Task description:
In the text about WIGs and lead measures, copy the part from "We’re going to" to "seeking higher performance.", switching "finish line" to "goal line".

Text segment:
— Start —
A WIG is a strategic bet—it’s not a guarantee. Sometimes you won’t achieve a particular WIG. That’s not a failure of the 4DX method. Likely, the failure had something to do with an outside force, such as your competition making a better strategic bet. For example, an insurance company chose a WIG about a new policy for a new market. They worked very hard to move their lead measures, but the lag measures never moved because a competitor had come up with a more economical product and delivered it electronically.

We’re going to reach our WIG before our time is up—what should we do? {#we’re-going-to-reach-our-wig-before-our-time-is-up—what-should-we-do}

Don’t change the WIG—your team will lose their engagement. They’ll feel like the finish line is always moving and it’s impossible to reach. Do, however, keep seeking higher performance.

There are three scenarios that could create an exceeded WIG:

WIG was initially set too low

In this case:

  • Congratulate the team.
  • Take responsibility for setting the WIG too low.
  • If possible, set a new WIG at a higher level.
WIG was set properly but the team performed outstandingly

In this case:

  • Congratulate the team.
  • Declare the WIG achieved.
  • Set a new WIG for the remaining period of time.
WIG was set properly and you got a windfall

In this case:

  • Declare the WIG achieved.
  • Move on to a new WIG immediately, otherwise you’re shortcuting the adoption of 4DX.

When should you change a lead measure?

Don’t change a lead measure too quickly. Remember that the 4DX process contains a plateau at the adoption stage. If you’re seeing the lag measure become static, the lead measure might not be a dud; you may simply have reached a plateau. Before changing anything, assess:

  • Is the lead measure affecting the lag one?
  • Is the lag measure only moving a little? In this case, you don’t necessarily need to change the measure. Instead up the performance standard. The initial standard won’t create results forever. To increase performance:
    • Increase the lead measure numbers. For example, if your lead measure is to greet a certain number of customers a day, increase the number
    • Increase the quality of the lead measure activity. For example, when your team members greet customers, challenge them to do it well. You can work on this by creating a script, practicing during and meeting, or asking the strongest members of the team to coach the others
    • Increase the scope of the lead measure. If a lead measure is now a habit, tweak it to include something related. This can increase results a lot and is easier to implement than a brand-new lead measure. For example, instead of just greeting customers well, escort them to the product they want.
— End —
Data excerpt:
— Start —
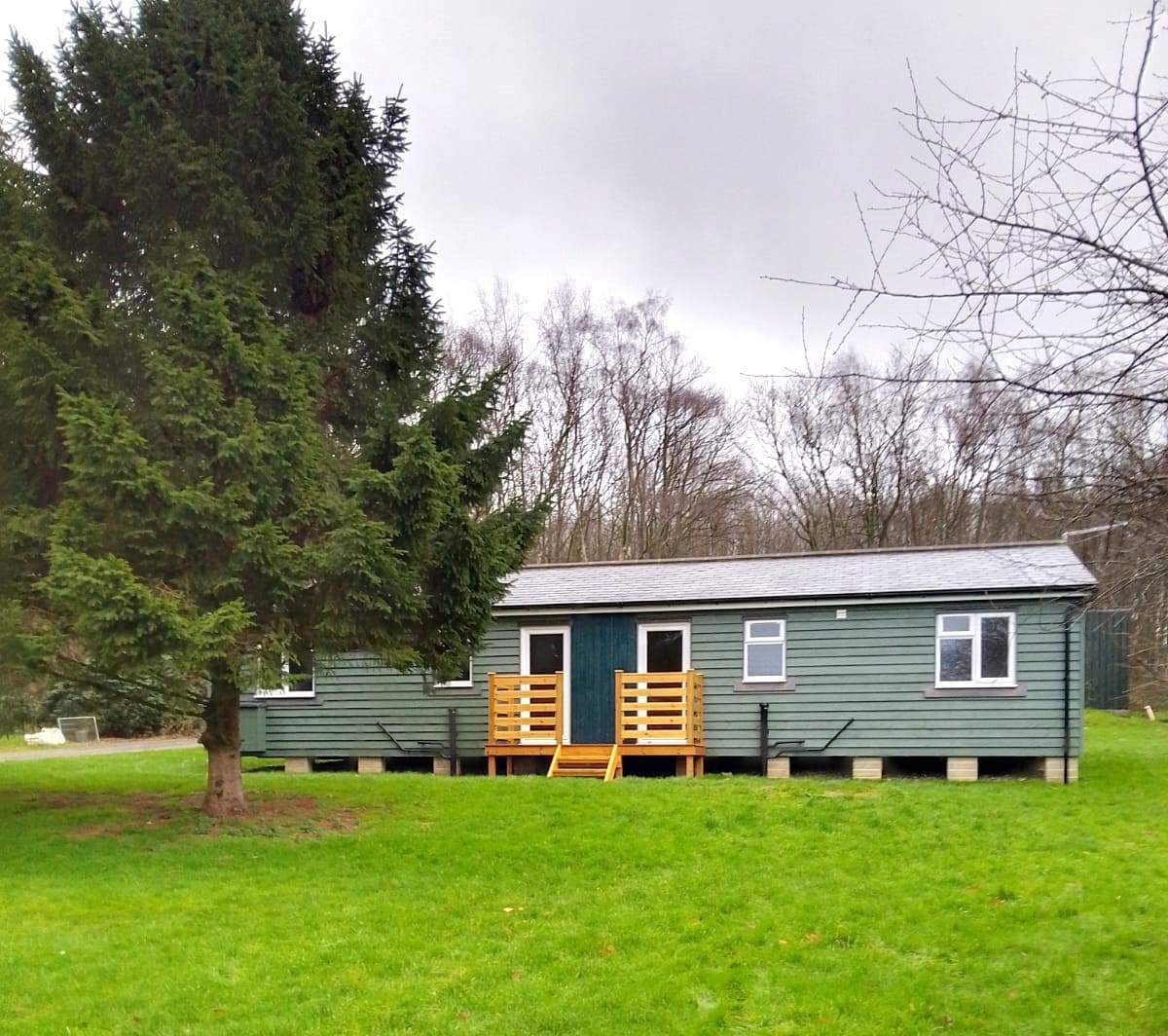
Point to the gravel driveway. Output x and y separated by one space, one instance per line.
112 747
— End —
The solution:
We’re going to reach our WIG before our time is up—what should we do? {#we’re-going-to-reach-our-wig-before-our-time-is-up—what-should-we-do}

Don’t change the WIG—your team will lose their engagement. They’ll feel like the goal line is always moving and it’s impossible to reach. Do, however, keep seeking higher performance.